--- Text section ---
A building which the town should make an effort to preserve is the old
"Greenland Fishery House," a tenement dating from the commencement of
the seventeenth century.
The Duke's Head Inn, erected in 1689, now spoilt by its coating of
plaster, a house in Queen's Street, the old market cross, destroyed in
1831 and sold for old materials, and the altarpieces of the churches
of St. Margaret and St. Nicholas, destroyed during "restoration," and
North Runcton church, three miles from Lynn, are other works of this
very able artist.

--- Data supplied ---
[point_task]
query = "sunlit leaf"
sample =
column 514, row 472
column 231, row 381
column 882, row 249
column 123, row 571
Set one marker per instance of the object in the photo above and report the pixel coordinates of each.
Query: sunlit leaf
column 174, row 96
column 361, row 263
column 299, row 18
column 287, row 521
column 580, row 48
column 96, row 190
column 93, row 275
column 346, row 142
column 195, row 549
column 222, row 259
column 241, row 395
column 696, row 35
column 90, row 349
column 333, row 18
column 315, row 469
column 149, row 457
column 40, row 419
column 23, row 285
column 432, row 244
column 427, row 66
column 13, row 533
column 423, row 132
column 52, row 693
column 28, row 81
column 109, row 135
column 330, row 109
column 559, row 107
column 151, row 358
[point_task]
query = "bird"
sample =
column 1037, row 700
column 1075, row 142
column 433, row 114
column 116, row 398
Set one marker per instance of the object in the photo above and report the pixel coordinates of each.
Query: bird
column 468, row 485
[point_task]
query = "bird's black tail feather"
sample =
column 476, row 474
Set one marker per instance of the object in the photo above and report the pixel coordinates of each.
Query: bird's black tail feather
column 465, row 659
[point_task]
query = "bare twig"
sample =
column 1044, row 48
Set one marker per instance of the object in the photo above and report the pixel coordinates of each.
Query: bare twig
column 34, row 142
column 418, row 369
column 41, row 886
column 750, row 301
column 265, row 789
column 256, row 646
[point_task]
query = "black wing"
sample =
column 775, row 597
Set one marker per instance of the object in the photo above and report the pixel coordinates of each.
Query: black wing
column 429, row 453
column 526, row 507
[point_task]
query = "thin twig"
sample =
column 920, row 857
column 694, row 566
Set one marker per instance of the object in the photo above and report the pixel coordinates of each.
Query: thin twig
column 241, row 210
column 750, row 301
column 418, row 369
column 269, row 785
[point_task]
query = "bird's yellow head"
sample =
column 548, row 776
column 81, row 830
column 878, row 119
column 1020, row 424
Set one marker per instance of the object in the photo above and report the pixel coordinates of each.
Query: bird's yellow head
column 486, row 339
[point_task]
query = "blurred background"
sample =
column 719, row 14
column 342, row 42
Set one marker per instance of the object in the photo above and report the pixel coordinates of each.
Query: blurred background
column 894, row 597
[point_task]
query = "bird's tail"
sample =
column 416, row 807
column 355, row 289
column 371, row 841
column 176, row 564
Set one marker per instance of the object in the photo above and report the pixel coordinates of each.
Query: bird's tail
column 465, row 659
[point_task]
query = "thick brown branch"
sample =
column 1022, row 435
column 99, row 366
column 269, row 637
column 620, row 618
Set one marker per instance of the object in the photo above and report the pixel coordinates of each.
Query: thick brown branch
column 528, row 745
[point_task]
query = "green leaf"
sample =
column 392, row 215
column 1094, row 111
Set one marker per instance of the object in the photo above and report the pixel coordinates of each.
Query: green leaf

--- Instructions to follow ---
Carry on the passage about the old buildings of Lynn, starting after its last sentence. The records have nothing to do with the text.

--- Reply ---
Until the Reformation Lynn was known as Bishop's Lynn, and galled
itself under the yoke of the Bishop of Norwich; but Henry freed the
townsfolk from their bondage and ordered the name to be changed to
Lynn Regis. Whether the good people throve better under the control of
the tyrant who crushed all their guilds and appropriated the spoil
than under the episcopal yoke may be doubtful; but the change pleased
them, and with satisfaction they placed the royal arms on their East
Gate, which, after the manner of gates and walls, has been pulled
down. If you doubt the former greatness of this old seaport you must
examine its civic plate. It possesses the oldest and most important
and most beautiful specimen of municipal plate in England, a grand,
massive silver-gilt cup of exquisite workmanship.